Marshall v. Coach House Restaurant, Inc.

Decision Date02 October 1978
Docket NumberNo. 77 Civ. 3297-CSH.,77 Civ. 3297-CSH.
Citation457 F. Supp. 946
PartiesRay MARSHALL, Secretary of Labor, United States Department of Labor, Plaintiff, v. COACH HOUSE RESTAURANT, INC., a corporation, and Leon Lianides, Individually and as President, Defendants.
CourtU.S. District Court — Southern District of New York

COPYRIGHT MATERIAL OMITTED

Francis V. LaRuffa, Regional Sol., U.S. Dept. of Labor, New York City, for plaintiff; Carin Ann Clauss, Washington, D.C., of counsel.

Aberman & Greene and Louis Charles Fink, New York City, for defendants.

MEMORANDUM OPINION AND ORDER

HAIGHT, District Judge:

This motion for summary judgment, pursuant to Rule 56, Fed.R.Civ.P., raises an unsettled question of law under the Fair Labor Standards Act of 1938 ("FLSA"), as amended, 29 U.S.C. § 201 et seq. Before addressing the legal issue involved, a brief review of the facts, undisputed for the purpose of this motion, is appropriate.

I.

During the period of October 1976 through December 1976, an employee of the Wage and Hour Division, Employment Standards Administration, of the United States Department of Labor, conducted an investigation of the defendant, Coach House Restaurant, the asserted purpose of which was to make a routine check for compliance with FLSA. This investigation allegedly unearthed violations of the overtime compensation provisions1 and record keeping requirements2 of FLSA.

[Point annotation dataset records]
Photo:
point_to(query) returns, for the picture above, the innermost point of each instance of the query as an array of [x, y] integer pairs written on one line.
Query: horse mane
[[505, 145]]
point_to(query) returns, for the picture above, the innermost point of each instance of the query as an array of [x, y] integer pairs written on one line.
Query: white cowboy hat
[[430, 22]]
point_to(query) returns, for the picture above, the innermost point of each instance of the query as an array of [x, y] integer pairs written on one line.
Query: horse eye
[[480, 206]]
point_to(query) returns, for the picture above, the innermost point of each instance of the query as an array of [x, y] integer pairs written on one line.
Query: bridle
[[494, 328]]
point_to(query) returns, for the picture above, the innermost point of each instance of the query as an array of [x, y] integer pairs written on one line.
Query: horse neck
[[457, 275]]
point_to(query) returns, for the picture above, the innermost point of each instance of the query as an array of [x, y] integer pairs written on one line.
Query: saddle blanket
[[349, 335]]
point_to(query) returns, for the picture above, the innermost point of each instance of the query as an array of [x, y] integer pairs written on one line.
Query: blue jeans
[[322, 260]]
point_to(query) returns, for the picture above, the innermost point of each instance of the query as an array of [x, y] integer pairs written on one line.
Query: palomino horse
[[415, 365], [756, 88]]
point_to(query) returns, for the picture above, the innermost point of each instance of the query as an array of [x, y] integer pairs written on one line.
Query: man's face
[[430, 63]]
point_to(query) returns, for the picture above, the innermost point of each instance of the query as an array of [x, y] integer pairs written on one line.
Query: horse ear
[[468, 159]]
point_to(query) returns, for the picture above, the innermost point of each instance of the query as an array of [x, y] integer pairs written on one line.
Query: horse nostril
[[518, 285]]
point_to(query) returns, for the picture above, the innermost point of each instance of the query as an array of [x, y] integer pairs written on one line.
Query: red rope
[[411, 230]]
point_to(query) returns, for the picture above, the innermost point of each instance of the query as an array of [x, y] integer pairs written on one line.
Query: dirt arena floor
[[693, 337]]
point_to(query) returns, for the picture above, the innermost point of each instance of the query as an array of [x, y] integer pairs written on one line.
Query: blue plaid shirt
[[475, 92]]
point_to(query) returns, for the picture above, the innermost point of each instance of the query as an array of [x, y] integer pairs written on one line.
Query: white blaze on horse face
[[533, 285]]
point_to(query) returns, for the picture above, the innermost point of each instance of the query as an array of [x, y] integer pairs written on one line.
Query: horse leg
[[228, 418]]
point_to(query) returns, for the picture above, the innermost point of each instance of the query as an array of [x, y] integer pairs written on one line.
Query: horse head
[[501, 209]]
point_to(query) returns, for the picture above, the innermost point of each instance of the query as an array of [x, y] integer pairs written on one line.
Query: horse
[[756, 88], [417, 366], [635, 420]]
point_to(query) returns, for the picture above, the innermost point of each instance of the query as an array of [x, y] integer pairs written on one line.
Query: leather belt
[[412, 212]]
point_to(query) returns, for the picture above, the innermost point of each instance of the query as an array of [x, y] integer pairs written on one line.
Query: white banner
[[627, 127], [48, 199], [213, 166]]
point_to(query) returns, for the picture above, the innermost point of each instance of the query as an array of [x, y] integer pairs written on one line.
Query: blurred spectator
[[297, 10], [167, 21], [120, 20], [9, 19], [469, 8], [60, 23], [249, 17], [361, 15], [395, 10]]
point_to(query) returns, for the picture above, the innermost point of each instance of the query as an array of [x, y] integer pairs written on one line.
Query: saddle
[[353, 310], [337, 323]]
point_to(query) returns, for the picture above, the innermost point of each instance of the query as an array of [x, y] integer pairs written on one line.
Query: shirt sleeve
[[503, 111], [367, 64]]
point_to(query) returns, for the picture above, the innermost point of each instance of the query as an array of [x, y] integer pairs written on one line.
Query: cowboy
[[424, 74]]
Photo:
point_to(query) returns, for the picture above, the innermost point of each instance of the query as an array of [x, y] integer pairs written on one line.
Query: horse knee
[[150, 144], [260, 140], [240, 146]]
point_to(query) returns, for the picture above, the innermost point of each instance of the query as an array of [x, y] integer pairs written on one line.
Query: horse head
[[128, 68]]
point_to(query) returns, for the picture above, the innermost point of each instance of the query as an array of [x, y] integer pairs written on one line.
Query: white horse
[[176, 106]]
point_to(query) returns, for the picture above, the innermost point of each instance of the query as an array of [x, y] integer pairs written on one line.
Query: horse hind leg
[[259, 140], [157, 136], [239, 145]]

**WRITTEN TASK 1**.
In the court opinion above, rewrite the paragraph beginning "This motion for summary judgment" in fewer words, keeping its main facts.
**WRITTEN TASK 2**.
Write out the passage of the court opinion from "Aberman & Greene" to "motion, is appropriate.".

**PROBLEM SOLUTION 1**.
This Rule 56 summary judgment motion raises an unsettled legal question under the Fair Labor Standards Act of 1938, as amended (29 U.S.C. § 201 et seq.). The court first briefly reviews the facts, which are undisputed for this motion.

**PROBLEM SOLUTION 2**.
Aberman & Greene and Louis Charles Fink, New York City, for defendants.

MEMORANDUM OPINION AND ORDER

HAIGHT, District Judge:

This motion for summary judgment, pursuant to Rule 56, Fed.R.Civ.P., raises an unsettled question of law under the Fair Labor Standards Act of 1938 ("FLSA"), as amended, 29 U.S.C. § 201 et seq. Before addressing the legal issue involved, a brief review of the facts, undisputed for the purpose of this motion, is appropriate.